EXERCICE COURT 1 | Dans le texte sur la limite d'âge dans la fonction publique, expliquez pourquoi un fonctionnaire à la carrière incomplète peut être maintenu en activité au-delà de cette limite.

TEXTE EXTRAIT |
Limite d’âge, carrière incomplète et prolongation d’activité : de quoi parle‑t‑on ?

Dans la fonction publique de l’État, la règle de base est simple : arrivé à la limite d’âge, le fonctionnaire est mis à la retraite et le lien avec le service est rompu. C’est ce que rappelle l’article 68 de la loi du 11 janvier 1984 : « Les fonctionnaires ne peuvent être maintenus en fonctions au-delà de la limite d’âge de leur emploi sous réserve des exceptions prévues par les textes en vigueur ».

Cette limite d’âge déclenche la cessation automatique des fonctions, sauf si un texte prévoit expressément une prolongation. Parmi ces exceptions figure le mécanisme de prolongation d’activité pour les agents ayant une carrière incomplète, c’est‑à‑dire dont la durée des services liquidables est inférieure à celle exigée pour une pension à taux plein.

L’article 1‑1 de la loi n° 84‑834 du 13 septembre 1984, désormais codifié à l’article L. 556‑5 du code général de la fonction publique, permet à ces fonctionnaires, sur leur demande, sous réserve de l’intérêt du service et de leur aptitude physique, d’être maintenus en activité au‑delà de la limite d’âge. Cette prolongation :

  • Ne peut pas dépasser la durée des services nécessaires pour obtenir une pension à taux plein au sens de l’article L. 13 du code des pensions civiles et militaires de retraite ;
  • Est plafonnée à dix trimestres ;
  • Est expressément « prise en compte au titre de la constitution et de la liquidation du droit à pension ».

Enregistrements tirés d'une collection
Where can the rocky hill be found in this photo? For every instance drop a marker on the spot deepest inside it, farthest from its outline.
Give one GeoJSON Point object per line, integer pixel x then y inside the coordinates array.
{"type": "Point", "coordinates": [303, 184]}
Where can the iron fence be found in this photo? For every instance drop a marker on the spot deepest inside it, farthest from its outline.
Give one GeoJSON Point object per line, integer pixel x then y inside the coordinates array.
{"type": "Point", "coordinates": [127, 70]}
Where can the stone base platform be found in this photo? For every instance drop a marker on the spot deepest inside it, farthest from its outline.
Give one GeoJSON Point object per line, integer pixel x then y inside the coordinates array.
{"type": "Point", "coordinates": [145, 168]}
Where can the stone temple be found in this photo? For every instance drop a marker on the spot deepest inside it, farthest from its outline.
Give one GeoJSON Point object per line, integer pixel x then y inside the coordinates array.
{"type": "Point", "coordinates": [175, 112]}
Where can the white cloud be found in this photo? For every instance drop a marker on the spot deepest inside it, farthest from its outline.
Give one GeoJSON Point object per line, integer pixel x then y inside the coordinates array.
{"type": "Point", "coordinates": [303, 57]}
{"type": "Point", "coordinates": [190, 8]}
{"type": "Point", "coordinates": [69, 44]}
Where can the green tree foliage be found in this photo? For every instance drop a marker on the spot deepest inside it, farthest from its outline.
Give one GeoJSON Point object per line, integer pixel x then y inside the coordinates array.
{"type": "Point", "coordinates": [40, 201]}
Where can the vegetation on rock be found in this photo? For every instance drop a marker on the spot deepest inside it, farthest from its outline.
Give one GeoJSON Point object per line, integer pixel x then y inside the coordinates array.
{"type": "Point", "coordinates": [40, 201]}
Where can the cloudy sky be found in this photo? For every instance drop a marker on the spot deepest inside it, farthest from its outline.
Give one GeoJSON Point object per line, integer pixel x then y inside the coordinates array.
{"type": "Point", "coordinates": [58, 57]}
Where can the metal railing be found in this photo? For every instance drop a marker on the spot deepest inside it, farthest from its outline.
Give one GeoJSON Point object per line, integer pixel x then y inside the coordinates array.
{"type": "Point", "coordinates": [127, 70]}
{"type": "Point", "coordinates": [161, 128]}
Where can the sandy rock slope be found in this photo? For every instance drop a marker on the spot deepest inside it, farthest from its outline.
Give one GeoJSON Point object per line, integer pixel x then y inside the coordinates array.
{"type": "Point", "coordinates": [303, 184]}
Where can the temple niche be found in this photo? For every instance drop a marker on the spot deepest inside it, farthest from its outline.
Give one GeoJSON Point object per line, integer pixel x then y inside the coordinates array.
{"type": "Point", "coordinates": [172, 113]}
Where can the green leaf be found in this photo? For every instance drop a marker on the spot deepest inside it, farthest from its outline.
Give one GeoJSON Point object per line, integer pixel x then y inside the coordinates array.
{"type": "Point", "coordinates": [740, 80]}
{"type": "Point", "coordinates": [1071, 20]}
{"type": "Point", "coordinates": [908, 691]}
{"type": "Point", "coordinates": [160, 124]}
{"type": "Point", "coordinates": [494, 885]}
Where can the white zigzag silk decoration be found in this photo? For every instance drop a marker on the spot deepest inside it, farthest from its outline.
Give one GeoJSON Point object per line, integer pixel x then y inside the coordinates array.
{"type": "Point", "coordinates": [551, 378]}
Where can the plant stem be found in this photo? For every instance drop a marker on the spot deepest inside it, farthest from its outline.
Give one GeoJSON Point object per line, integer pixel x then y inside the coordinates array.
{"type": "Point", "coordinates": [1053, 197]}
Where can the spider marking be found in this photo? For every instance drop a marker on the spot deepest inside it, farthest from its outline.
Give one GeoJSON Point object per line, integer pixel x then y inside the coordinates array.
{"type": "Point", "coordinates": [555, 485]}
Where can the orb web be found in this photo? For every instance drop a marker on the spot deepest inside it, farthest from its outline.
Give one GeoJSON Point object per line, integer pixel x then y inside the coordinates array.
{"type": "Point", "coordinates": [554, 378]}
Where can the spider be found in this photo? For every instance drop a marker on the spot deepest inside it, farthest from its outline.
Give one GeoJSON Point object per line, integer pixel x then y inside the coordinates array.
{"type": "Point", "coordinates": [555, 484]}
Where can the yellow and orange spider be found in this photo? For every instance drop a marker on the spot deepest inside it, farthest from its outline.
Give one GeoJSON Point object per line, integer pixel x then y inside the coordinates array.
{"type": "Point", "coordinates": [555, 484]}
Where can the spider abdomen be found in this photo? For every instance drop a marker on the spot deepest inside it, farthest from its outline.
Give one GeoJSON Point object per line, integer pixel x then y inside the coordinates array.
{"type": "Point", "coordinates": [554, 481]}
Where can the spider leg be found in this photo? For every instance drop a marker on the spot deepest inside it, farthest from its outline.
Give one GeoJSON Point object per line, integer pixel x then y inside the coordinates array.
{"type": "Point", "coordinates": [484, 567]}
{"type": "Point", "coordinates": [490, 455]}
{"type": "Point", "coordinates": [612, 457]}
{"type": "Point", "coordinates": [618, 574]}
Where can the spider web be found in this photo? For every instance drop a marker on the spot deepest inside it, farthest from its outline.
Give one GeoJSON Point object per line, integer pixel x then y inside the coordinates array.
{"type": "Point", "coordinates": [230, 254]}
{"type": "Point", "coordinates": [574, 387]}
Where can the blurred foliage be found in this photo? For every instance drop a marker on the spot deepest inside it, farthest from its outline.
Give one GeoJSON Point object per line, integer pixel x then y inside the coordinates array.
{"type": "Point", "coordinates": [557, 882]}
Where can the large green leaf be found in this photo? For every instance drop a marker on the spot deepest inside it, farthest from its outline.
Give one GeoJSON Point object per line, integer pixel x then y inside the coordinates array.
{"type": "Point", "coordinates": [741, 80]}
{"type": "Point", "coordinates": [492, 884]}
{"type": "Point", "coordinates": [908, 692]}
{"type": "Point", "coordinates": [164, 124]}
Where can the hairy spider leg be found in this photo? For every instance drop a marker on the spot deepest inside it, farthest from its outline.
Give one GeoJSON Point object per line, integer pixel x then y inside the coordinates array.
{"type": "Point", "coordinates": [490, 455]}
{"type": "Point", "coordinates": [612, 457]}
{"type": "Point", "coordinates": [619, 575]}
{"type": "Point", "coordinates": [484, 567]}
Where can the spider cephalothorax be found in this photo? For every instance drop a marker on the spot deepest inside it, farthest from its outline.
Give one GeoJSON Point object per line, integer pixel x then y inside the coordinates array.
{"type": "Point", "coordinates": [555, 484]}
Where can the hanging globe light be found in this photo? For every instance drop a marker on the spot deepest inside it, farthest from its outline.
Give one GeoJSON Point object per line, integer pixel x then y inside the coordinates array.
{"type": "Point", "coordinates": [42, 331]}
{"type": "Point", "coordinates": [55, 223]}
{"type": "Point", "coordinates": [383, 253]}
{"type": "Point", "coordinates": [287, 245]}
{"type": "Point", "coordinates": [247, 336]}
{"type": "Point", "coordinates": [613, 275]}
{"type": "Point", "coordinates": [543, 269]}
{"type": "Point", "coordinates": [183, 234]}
==
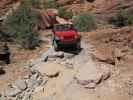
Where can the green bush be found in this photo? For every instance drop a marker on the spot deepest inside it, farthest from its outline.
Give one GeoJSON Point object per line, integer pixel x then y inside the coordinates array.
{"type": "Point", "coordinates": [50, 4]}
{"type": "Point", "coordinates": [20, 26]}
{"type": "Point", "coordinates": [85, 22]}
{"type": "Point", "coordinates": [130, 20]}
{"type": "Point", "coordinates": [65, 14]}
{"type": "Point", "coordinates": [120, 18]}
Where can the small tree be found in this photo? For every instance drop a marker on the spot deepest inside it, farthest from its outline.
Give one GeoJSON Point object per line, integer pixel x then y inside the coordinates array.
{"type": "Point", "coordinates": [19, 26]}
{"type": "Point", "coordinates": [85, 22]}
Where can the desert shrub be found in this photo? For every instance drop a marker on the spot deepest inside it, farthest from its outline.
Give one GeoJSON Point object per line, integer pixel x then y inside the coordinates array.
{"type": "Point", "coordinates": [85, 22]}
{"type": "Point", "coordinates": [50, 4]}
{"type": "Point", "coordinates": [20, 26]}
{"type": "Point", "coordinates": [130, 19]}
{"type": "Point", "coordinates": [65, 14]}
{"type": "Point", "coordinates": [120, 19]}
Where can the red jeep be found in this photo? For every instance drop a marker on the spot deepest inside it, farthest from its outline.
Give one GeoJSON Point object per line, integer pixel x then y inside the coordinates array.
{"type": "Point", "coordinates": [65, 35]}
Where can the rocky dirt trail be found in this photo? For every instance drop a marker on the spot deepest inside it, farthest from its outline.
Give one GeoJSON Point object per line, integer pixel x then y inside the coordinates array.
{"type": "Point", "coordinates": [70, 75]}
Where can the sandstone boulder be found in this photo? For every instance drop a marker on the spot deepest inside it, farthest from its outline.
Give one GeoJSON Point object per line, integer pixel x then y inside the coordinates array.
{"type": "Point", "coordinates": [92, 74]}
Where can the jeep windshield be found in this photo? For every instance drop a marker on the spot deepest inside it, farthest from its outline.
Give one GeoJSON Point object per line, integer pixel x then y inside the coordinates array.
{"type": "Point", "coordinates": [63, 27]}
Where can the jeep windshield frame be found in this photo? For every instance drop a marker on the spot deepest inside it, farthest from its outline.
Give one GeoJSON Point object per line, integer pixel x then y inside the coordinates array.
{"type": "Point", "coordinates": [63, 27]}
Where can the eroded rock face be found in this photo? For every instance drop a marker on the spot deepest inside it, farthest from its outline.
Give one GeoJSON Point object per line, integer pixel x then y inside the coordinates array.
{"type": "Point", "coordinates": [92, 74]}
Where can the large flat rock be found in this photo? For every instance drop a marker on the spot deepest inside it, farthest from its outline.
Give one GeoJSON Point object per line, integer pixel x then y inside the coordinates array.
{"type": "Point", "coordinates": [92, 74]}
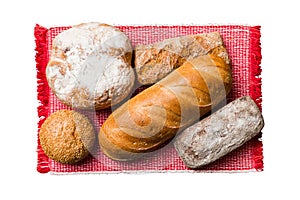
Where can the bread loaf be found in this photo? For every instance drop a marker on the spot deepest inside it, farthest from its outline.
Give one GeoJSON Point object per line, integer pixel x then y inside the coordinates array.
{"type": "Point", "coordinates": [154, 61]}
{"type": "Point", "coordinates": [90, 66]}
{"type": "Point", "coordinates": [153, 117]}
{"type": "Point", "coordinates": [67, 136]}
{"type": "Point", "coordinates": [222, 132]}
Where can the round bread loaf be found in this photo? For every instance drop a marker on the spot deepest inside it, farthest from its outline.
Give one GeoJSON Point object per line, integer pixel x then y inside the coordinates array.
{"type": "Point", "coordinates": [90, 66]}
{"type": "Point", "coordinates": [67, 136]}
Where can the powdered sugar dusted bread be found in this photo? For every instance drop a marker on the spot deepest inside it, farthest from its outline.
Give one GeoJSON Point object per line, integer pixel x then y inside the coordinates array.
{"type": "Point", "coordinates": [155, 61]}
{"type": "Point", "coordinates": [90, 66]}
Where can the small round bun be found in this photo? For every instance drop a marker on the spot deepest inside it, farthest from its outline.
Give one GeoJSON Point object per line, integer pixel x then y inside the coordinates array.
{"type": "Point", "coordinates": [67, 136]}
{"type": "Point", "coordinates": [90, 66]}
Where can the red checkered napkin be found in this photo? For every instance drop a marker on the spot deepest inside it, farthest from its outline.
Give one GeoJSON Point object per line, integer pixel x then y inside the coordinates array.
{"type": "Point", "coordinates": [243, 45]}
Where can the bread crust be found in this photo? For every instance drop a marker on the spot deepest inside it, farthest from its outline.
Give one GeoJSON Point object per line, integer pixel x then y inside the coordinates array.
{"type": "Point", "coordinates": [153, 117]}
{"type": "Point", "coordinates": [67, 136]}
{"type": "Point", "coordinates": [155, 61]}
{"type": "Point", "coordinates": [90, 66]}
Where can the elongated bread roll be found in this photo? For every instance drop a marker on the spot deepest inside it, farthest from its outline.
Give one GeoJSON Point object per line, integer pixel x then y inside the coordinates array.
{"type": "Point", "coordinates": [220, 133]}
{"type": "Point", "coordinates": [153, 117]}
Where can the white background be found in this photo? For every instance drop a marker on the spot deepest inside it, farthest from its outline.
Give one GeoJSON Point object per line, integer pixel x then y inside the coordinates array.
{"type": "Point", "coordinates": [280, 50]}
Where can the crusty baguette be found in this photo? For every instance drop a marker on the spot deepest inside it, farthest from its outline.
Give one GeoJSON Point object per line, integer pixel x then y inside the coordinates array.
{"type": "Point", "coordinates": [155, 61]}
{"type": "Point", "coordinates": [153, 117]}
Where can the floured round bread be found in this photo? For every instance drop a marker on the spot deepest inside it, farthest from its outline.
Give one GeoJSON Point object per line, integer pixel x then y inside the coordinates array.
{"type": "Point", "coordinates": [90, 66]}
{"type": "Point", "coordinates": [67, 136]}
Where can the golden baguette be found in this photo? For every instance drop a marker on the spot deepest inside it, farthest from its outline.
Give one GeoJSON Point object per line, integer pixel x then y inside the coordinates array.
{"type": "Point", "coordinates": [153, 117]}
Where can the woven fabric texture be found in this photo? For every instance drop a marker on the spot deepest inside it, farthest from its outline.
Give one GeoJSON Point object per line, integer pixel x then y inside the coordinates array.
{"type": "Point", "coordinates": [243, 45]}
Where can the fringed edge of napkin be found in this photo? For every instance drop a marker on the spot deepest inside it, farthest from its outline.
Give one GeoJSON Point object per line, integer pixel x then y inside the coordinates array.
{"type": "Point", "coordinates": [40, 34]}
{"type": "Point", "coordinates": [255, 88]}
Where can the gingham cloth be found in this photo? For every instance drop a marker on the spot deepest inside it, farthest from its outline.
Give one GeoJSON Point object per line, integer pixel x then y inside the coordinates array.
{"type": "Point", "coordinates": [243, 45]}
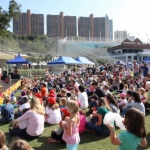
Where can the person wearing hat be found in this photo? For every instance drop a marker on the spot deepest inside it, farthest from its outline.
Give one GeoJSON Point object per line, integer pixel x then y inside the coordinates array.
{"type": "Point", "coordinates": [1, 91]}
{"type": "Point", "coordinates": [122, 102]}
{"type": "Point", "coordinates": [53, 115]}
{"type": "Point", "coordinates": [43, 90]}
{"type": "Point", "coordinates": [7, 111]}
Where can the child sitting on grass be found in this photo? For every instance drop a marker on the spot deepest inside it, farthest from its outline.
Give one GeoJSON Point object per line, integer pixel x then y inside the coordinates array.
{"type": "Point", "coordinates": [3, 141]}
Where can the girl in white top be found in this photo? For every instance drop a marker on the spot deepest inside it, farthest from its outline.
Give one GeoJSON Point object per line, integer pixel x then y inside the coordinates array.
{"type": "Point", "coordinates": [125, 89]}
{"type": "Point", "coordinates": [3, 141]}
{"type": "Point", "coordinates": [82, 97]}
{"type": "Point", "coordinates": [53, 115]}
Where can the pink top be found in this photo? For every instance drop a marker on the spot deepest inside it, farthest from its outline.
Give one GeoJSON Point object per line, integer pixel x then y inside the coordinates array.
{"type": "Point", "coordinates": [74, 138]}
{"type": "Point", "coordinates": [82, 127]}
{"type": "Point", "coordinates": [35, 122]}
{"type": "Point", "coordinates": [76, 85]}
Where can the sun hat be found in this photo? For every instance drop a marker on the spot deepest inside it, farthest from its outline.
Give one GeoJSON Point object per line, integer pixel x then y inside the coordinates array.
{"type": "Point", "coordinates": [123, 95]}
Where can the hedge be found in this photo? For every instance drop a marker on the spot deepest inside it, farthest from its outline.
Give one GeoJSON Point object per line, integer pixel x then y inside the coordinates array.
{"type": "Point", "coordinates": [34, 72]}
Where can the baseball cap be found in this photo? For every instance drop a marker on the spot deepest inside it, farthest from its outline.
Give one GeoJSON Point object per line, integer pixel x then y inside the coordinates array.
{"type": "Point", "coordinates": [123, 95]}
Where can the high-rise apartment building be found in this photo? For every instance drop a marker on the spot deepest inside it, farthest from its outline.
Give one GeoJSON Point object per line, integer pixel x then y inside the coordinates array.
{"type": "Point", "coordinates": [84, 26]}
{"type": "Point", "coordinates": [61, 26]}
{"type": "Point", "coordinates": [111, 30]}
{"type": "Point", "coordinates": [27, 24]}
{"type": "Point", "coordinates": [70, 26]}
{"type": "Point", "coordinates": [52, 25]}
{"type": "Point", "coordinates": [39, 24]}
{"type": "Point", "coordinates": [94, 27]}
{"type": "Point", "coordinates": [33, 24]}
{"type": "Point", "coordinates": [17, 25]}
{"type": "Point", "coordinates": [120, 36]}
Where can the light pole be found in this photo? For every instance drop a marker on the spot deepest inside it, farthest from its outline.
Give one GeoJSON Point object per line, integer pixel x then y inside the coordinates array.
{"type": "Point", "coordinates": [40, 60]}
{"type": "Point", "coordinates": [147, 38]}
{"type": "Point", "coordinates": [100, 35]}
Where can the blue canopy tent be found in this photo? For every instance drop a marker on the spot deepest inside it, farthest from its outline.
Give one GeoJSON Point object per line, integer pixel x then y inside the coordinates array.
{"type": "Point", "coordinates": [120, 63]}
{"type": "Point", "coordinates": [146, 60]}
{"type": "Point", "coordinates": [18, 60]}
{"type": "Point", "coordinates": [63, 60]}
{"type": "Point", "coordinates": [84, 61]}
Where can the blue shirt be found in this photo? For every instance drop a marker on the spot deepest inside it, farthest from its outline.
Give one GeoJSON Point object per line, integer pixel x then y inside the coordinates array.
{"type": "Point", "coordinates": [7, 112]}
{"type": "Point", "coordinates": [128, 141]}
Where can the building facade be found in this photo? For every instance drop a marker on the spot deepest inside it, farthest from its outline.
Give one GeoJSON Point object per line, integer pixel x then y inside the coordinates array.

EXERCICE COURT 2 | Renvoyez chaque ligne des enregistrements qui contient le mot « building ».

RÉPONSE 1 | La limite d'âge entraîne la cessation automatique des fonctions, sauf si un texte prévoit expressément une prolongation. L'article 1‑1 de la loi du 13 septembre 1984, codifié à l'article L. 556‑5 du code général de la fonction publique, prévoit justement une telle exception pour les fonctionnaires dont la durée des services liquidables est inférieure à celle exigée pour une pension à taux plein. Ce maintien se fait sur leur demande, sous réserve de l'intérêt du service et de leur aptitude physique.

RÉPONSE 2 |
Where can the high-rise apartment building be found in this photo? For every instance drop a marker on the spot deepest inside it, farthest from its outline.
Where can the building facade be found in this photo? For every instance drop a marker on the spot deepest inside it, farthest from its outline.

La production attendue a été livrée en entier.